**DOCUMENT TEXT:**
════════════════════

Example 1: Transformation of Variables

General Conventions and Options. In these examples, the general conventions used in the Time Series module to maintain the active work area (which functions as a queue of successive transformations of the input series; refer to Active Work Area) will be reviewed. Thus, transformations or the results of other analyses can be undone, saved, etc.

Transformations and the Active Work Area. The data file Stocks.sta contains the closing prices for two stocks over a 200-day period. Each trading week consists of exactly five trading days, and closing quotes for holidays (when the stock market was closed) were estimated. In this example, the two time series will be read into memory, some smoothing operations will be performed, several useful time series graphs will be produced, and an autocorrelation analysis of the stock prices will be performed. Open the Stocks.sta data file via the File - Open Examples menu; it is in the Datasets folder. The first few cases in the data file are shown below.

Note that this file contains dates in two places, in the variable Date (variable 3) and as case names (in the first column of the spreadsheet). The dates were included in those two places to show how they can be used in plots and spreadsheets.

Specifying the Analysis. To start the analysis, select Time Series/Forecasting from the Statistics - Advanced Linear/Nonlinear Models menu to display the Time Series Analysis Startup Panel. Then, click the Variables button to display the standard variable selection dialog. Here, select variables Stock1 and Stock2 and then click the OK button. The opening dialog of the File  module will now look like this.

════════════════════

**Dataset records:**
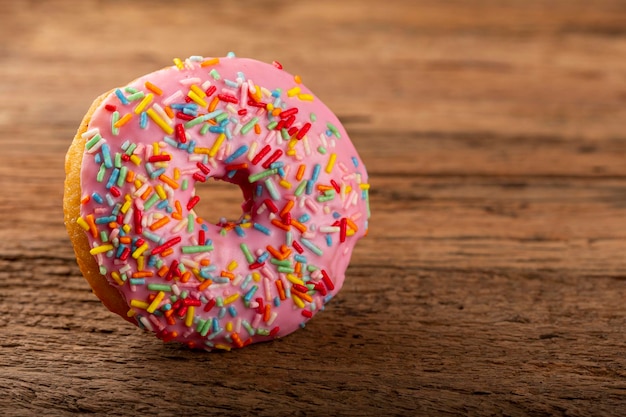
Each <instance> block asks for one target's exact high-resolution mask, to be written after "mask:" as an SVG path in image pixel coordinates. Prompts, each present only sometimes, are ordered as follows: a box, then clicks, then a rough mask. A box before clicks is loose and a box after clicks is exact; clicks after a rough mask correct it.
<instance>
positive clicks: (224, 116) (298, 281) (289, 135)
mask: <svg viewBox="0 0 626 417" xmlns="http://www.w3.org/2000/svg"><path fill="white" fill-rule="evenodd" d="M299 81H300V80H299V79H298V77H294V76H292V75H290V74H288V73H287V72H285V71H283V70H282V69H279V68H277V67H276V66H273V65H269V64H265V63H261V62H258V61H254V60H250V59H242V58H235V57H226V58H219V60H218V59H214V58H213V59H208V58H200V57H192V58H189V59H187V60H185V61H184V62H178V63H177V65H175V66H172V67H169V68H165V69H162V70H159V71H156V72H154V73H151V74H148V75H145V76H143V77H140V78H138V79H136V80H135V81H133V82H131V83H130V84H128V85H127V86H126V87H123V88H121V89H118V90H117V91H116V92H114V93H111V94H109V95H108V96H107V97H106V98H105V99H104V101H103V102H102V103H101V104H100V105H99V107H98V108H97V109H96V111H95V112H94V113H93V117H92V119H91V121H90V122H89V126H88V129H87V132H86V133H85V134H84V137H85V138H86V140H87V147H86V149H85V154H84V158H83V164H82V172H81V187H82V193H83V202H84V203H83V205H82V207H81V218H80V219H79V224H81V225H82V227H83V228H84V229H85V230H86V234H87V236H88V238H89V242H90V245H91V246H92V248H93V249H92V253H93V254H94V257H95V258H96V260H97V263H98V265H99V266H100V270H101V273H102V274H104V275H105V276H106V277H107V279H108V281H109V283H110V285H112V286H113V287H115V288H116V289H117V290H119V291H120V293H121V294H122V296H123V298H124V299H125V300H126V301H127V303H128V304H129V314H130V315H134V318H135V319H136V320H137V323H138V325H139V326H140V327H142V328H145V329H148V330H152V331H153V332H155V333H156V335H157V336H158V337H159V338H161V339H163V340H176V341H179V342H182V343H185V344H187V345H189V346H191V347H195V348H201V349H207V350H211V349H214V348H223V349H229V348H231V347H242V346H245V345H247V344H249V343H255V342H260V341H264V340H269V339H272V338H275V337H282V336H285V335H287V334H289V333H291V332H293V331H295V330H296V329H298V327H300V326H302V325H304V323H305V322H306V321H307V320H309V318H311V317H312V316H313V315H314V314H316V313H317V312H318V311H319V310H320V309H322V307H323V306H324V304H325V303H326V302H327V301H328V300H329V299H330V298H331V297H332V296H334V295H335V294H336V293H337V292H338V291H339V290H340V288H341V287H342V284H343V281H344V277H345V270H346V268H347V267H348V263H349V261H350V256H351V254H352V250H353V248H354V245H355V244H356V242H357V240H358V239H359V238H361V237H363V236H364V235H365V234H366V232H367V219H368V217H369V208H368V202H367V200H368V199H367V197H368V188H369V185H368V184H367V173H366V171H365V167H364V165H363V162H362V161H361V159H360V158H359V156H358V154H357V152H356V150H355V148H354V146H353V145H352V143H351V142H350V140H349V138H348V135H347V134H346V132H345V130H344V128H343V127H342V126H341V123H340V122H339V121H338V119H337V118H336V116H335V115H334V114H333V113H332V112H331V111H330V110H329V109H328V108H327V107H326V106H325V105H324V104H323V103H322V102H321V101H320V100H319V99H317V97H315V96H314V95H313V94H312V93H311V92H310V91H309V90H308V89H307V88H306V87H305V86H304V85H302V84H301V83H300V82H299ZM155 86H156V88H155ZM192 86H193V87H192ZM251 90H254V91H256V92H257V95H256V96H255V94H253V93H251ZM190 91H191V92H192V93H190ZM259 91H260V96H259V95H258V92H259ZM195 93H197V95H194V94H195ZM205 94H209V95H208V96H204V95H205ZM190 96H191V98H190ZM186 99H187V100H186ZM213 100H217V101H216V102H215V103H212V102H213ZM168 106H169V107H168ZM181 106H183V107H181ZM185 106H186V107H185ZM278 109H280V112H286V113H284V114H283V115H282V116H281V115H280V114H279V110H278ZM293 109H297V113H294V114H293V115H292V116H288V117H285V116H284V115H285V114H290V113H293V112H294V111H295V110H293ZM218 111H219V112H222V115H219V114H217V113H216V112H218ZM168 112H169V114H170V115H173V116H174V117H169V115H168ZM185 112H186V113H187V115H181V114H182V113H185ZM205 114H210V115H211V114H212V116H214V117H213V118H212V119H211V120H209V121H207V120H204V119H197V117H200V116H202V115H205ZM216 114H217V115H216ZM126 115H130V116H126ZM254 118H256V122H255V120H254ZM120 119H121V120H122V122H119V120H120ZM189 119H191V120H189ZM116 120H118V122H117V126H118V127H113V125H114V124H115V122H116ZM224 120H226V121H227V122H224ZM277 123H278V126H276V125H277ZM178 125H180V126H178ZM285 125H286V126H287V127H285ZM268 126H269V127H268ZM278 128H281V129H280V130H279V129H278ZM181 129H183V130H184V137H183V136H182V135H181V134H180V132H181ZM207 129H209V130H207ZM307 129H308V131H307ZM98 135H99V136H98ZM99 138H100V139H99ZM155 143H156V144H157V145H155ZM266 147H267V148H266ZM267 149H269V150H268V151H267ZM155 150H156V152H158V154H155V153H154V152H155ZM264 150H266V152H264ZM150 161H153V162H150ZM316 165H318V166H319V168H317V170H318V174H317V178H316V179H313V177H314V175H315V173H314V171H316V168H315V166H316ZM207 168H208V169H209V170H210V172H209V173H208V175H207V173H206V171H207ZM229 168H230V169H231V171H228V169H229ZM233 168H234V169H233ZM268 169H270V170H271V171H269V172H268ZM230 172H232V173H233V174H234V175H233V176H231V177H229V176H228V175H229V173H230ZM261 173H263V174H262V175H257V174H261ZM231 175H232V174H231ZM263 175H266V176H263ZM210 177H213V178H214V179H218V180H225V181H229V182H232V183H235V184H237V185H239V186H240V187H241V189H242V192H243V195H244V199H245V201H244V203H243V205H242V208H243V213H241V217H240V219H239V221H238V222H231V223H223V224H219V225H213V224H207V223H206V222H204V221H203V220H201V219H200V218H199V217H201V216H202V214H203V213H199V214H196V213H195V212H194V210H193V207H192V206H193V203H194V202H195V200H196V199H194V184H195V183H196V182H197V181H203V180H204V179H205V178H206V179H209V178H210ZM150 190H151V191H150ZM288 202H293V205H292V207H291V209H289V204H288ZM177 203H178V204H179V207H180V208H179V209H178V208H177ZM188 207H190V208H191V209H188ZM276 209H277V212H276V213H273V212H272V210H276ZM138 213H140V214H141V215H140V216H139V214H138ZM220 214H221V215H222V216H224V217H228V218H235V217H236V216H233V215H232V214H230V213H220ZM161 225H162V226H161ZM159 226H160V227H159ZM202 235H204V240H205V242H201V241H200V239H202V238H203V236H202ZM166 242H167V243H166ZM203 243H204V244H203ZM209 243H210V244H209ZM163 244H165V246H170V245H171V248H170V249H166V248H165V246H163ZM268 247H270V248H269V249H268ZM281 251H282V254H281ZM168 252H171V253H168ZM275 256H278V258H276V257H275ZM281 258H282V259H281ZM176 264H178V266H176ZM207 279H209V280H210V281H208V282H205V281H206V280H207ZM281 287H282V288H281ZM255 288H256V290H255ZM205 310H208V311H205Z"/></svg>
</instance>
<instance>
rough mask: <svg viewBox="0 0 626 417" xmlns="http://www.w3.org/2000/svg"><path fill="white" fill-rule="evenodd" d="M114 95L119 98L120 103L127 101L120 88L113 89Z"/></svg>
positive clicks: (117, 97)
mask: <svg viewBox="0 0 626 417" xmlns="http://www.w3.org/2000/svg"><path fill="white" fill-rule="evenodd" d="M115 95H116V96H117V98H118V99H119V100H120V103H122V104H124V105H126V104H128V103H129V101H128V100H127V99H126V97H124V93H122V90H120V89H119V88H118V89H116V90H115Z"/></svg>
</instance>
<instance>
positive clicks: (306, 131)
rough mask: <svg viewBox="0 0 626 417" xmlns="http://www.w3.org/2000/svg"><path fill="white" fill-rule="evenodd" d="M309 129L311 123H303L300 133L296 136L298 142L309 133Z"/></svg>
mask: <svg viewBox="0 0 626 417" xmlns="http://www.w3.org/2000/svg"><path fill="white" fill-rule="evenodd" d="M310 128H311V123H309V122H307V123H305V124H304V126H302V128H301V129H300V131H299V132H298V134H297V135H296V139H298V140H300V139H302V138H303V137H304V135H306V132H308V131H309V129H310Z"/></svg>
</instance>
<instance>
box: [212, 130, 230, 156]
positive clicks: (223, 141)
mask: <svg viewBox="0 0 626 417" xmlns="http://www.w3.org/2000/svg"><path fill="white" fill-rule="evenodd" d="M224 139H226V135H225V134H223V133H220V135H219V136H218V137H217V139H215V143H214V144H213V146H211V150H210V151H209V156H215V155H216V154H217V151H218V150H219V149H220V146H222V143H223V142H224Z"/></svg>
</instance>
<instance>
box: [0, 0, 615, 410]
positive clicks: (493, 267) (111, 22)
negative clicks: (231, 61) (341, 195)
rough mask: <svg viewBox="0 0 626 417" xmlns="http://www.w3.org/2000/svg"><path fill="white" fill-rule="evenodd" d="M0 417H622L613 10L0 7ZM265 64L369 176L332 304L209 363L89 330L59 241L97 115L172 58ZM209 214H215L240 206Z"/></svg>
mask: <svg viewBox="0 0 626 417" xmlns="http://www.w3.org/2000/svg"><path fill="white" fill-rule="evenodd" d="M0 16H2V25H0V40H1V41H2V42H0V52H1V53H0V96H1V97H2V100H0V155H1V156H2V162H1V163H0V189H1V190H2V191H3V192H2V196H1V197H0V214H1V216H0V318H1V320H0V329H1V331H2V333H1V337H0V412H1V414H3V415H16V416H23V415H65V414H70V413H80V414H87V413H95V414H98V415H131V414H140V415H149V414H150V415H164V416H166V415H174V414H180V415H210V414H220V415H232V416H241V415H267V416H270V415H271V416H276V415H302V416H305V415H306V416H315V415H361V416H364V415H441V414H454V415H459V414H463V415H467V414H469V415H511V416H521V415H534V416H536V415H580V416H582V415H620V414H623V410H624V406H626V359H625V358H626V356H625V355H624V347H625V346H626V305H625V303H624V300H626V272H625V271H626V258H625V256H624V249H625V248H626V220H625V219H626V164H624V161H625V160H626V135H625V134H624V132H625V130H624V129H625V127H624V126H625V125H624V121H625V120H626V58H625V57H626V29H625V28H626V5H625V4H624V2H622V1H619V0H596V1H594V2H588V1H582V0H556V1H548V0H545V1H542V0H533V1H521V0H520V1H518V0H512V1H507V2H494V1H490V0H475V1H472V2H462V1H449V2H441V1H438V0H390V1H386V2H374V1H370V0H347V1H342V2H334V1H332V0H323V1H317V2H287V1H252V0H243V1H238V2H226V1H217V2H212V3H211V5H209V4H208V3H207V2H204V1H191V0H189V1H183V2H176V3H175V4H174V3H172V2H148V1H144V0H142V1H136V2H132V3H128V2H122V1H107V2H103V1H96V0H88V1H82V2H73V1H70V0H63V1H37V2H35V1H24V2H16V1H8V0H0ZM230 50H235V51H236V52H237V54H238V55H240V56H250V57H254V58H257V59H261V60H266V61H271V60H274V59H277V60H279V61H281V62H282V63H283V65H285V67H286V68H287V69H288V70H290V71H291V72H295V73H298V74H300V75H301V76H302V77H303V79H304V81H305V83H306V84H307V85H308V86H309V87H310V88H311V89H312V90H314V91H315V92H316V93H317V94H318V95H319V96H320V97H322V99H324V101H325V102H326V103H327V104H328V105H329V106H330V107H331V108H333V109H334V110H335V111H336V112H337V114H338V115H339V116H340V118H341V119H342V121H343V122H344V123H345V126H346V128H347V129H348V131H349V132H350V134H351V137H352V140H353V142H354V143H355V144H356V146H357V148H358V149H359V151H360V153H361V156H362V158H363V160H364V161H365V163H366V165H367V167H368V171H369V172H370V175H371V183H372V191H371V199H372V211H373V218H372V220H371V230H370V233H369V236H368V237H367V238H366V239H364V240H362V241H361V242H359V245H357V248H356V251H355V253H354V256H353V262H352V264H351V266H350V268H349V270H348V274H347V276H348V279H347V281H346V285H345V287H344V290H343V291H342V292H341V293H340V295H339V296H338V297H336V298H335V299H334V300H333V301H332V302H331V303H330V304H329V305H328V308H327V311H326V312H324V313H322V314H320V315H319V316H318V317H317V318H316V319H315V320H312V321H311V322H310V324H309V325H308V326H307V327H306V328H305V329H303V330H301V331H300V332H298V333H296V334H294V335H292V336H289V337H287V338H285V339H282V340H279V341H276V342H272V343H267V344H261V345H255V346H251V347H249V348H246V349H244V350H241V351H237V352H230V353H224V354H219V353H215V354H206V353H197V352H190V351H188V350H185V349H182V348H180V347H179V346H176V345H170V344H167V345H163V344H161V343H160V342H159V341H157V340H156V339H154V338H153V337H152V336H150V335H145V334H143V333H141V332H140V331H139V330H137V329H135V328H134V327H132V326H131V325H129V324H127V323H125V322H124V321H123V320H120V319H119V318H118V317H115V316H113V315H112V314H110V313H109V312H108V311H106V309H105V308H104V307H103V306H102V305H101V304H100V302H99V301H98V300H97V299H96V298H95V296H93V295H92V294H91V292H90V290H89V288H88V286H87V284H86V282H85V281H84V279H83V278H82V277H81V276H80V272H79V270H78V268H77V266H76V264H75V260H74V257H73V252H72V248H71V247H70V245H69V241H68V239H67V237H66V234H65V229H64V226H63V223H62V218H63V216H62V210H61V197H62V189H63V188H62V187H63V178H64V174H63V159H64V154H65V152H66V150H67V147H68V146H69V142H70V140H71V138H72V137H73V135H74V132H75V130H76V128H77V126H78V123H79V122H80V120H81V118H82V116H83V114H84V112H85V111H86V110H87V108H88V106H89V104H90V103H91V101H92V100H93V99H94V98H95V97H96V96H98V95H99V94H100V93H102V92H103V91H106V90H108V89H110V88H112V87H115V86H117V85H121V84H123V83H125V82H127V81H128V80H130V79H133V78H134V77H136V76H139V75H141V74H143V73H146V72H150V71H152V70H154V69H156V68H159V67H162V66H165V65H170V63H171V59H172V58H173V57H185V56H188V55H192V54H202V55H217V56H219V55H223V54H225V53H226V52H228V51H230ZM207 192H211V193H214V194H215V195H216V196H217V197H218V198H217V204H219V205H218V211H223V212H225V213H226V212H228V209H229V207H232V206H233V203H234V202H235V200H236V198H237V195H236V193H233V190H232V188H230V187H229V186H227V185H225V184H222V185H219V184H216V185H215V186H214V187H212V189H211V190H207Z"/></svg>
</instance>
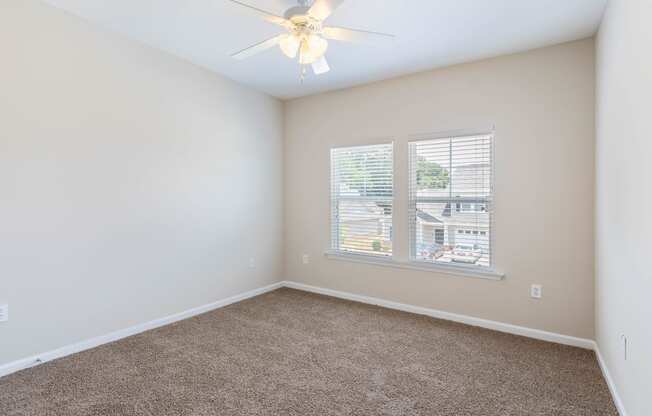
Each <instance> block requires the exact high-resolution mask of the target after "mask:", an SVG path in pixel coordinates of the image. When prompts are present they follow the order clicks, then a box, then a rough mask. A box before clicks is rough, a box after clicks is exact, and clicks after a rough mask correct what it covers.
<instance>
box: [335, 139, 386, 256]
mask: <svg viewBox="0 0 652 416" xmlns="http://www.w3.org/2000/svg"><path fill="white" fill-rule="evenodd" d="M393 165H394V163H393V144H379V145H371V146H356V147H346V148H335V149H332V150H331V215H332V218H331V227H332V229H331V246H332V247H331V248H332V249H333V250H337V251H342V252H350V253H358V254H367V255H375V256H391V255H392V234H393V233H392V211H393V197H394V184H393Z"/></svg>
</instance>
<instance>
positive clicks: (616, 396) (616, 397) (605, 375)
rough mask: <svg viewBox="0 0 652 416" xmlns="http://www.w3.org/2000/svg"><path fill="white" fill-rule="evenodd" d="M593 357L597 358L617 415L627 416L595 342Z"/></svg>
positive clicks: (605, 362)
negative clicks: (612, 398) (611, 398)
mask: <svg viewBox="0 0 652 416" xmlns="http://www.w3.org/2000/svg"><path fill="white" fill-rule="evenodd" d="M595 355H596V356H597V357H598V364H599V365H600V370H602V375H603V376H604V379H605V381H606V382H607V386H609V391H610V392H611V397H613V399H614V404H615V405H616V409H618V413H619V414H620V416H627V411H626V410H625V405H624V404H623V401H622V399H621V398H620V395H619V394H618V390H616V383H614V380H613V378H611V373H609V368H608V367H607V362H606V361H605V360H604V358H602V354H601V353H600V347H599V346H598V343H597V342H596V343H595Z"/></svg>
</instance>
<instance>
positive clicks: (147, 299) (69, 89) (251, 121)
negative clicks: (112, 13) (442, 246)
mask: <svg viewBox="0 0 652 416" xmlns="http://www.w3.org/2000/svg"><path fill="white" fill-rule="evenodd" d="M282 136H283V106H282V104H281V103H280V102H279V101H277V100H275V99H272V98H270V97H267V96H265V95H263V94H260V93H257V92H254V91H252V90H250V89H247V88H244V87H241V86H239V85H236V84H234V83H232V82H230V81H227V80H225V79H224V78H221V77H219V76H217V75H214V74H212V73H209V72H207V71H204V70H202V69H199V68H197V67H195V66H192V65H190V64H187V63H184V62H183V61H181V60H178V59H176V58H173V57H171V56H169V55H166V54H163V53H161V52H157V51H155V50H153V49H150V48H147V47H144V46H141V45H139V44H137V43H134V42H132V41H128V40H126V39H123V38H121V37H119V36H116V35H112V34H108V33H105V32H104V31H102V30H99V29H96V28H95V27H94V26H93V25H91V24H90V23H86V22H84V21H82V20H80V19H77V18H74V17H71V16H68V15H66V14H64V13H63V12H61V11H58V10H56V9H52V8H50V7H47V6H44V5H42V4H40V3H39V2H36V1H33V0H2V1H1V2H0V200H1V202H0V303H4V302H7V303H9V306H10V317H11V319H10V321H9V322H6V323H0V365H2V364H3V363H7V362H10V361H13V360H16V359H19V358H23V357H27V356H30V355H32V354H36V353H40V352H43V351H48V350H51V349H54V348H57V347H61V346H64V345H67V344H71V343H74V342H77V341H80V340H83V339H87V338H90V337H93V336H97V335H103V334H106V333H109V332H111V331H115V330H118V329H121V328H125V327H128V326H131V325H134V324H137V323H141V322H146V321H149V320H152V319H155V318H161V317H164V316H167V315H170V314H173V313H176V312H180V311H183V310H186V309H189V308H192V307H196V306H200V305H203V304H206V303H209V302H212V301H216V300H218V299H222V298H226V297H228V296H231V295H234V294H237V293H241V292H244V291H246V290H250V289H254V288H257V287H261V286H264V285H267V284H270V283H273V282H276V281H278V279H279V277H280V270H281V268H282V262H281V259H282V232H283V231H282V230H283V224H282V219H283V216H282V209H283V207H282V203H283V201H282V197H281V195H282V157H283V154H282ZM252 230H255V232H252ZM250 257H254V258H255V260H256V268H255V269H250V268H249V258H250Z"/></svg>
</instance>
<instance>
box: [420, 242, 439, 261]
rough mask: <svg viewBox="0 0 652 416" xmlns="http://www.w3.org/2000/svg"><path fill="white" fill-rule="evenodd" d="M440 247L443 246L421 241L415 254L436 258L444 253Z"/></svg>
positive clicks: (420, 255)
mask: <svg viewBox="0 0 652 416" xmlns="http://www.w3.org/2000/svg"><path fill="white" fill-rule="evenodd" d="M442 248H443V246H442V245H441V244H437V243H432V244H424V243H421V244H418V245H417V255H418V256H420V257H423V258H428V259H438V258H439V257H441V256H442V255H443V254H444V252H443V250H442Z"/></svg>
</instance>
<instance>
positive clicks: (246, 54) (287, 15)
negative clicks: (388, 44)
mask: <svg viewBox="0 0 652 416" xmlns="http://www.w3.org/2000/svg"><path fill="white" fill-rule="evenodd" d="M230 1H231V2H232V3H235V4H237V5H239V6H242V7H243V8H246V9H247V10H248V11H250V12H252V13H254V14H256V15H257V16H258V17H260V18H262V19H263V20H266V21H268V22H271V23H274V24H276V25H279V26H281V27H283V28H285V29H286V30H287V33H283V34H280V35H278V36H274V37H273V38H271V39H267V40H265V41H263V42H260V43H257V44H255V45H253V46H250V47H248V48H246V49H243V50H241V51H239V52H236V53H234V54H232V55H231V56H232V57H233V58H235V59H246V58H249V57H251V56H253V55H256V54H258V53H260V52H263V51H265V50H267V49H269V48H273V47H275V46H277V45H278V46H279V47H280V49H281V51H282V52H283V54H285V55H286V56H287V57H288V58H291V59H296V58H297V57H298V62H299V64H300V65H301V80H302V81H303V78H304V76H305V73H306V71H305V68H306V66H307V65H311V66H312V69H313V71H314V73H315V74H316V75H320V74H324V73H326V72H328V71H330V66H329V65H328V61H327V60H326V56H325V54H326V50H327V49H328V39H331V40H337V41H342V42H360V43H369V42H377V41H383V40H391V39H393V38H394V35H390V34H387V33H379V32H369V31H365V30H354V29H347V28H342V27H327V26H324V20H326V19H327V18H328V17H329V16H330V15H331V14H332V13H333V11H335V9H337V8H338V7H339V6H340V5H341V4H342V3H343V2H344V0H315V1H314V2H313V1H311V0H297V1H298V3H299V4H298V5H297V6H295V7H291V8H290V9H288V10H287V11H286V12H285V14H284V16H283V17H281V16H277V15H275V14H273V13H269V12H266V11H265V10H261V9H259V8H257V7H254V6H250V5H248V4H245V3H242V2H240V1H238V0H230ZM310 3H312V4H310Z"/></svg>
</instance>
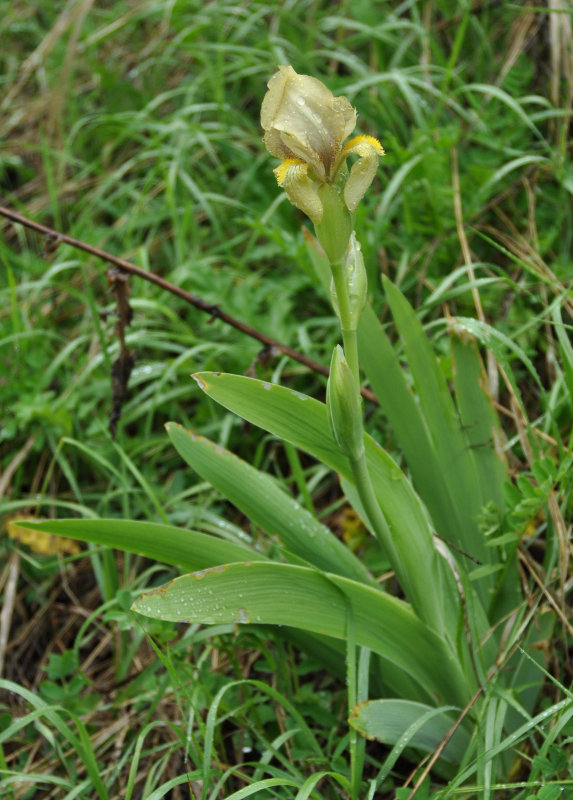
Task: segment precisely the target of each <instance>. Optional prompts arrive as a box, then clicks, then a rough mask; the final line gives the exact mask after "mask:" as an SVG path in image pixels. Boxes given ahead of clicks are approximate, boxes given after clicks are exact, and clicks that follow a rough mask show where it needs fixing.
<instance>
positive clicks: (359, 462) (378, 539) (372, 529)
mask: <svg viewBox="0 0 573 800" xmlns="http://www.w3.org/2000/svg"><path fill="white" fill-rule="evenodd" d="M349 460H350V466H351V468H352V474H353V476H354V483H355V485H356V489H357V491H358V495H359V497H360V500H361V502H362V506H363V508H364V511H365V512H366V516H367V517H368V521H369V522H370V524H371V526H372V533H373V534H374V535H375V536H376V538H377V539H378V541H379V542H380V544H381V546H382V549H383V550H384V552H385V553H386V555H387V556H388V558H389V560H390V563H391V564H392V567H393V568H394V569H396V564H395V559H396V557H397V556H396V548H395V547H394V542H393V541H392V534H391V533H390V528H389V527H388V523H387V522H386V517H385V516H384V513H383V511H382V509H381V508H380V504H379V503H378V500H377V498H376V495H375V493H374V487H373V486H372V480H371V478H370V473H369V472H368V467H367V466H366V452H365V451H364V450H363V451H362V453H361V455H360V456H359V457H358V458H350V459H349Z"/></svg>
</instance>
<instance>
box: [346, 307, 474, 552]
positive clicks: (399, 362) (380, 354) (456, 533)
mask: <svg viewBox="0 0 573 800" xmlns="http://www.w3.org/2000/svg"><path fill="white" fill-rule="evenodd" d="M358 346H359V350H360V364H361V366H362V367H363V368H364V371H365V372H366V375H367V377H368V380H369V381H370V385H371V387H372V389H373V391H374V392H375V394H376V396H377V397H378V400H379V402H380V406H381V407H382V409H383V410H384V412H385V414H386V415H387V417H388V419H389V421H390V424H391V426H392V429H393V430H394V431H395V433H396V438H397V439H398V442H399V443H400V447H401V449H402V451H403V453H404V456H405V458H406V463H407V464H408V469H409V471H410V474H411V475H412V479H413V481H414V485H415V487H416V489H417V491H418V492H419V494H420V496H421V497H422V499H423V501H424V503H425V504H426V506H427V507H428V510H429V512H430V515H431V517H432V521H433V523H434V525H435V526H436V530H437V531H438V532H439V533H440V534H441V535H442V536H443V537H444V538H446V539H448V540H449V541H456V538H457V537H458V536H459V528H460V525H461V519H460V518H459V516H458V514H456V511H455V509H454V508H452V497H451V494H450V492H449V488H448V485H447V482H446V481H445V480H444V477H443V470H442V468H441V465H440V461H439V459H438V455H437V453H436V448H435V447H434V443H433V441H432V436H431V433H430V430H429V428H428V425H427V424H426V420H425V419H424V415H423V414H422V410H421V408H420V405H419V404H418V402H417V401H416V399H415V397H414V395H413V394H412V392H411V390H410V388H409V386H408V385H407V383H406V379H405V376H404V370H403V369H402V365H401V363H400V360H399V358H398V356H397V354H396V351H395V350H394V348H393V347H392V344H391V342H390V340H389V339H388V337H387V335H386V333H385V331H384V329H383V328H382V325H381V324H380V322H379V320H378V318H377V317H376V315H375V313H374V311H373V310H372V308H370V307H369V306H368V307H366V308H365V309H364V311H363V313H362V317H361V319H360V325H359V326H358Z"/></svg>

════════════════════

**TASKS:**
A. Please lay out the dataset records as a Markdown table with the columns "No." and "Line," starting at the beginning of the records and ending at the line containing "positive clicks: (224, 116)", both ends included. Omit blank lines and leave the pictures out.
B. Proceed with the time series transformation tutorial from the point where it stops.

**RESPONSE LIST:**
A.
| No. | Line |
|---|---|
| 1 | Each <instance> block asks for one target's exact high-resolution mask, to be written after "mask:" as an SVG path in image pixel coordinates. Prompts, each present only sometimes, are ordered as follows: a box, then clicks, then a rough mask. A box before clicks is loose and a box after clicks is exact; clicks after a rough mask correct it. |
| 2 | <instance> |
| 3 | positive clicks: (224, 116) (298, 281) (289, 135) |

B.
All variables (series) and their transformations that are currently available for analysis are stored in the active work area and are listed in the scrollable edit fields at the top of the dialog. When you select new variables, the active work area will first be cleared, and then the selected variables will be read into the active work area (after all "holes" with missing data have been "patched;" see below and Active Work Area).

Highlighted variable. All subsequent analyses will be performed on the highlighted variable. For example, when you perform a transformation, then the currently highlighted variable will be transformed, and a new (transformed) variable will be appended to the active work area. To highlight a variable, simply click on it in any of the scrollable edit fields. For this example, highlight the variable Stock1.

Naming conventions. When a new (e.g., transformed) variable is appended to the active work area, it is assigned (1) the same short variable name as the original variable (that was transformed), and (2) a new long variable name that consists of the old long variable name (as much of it as will fit) and a brief description of the respective transformation that was performed. In this manner, as you perform successive transformations or analyses (e.g., successively difference a series), an automatic log of transformations will be maintained in the long variable names.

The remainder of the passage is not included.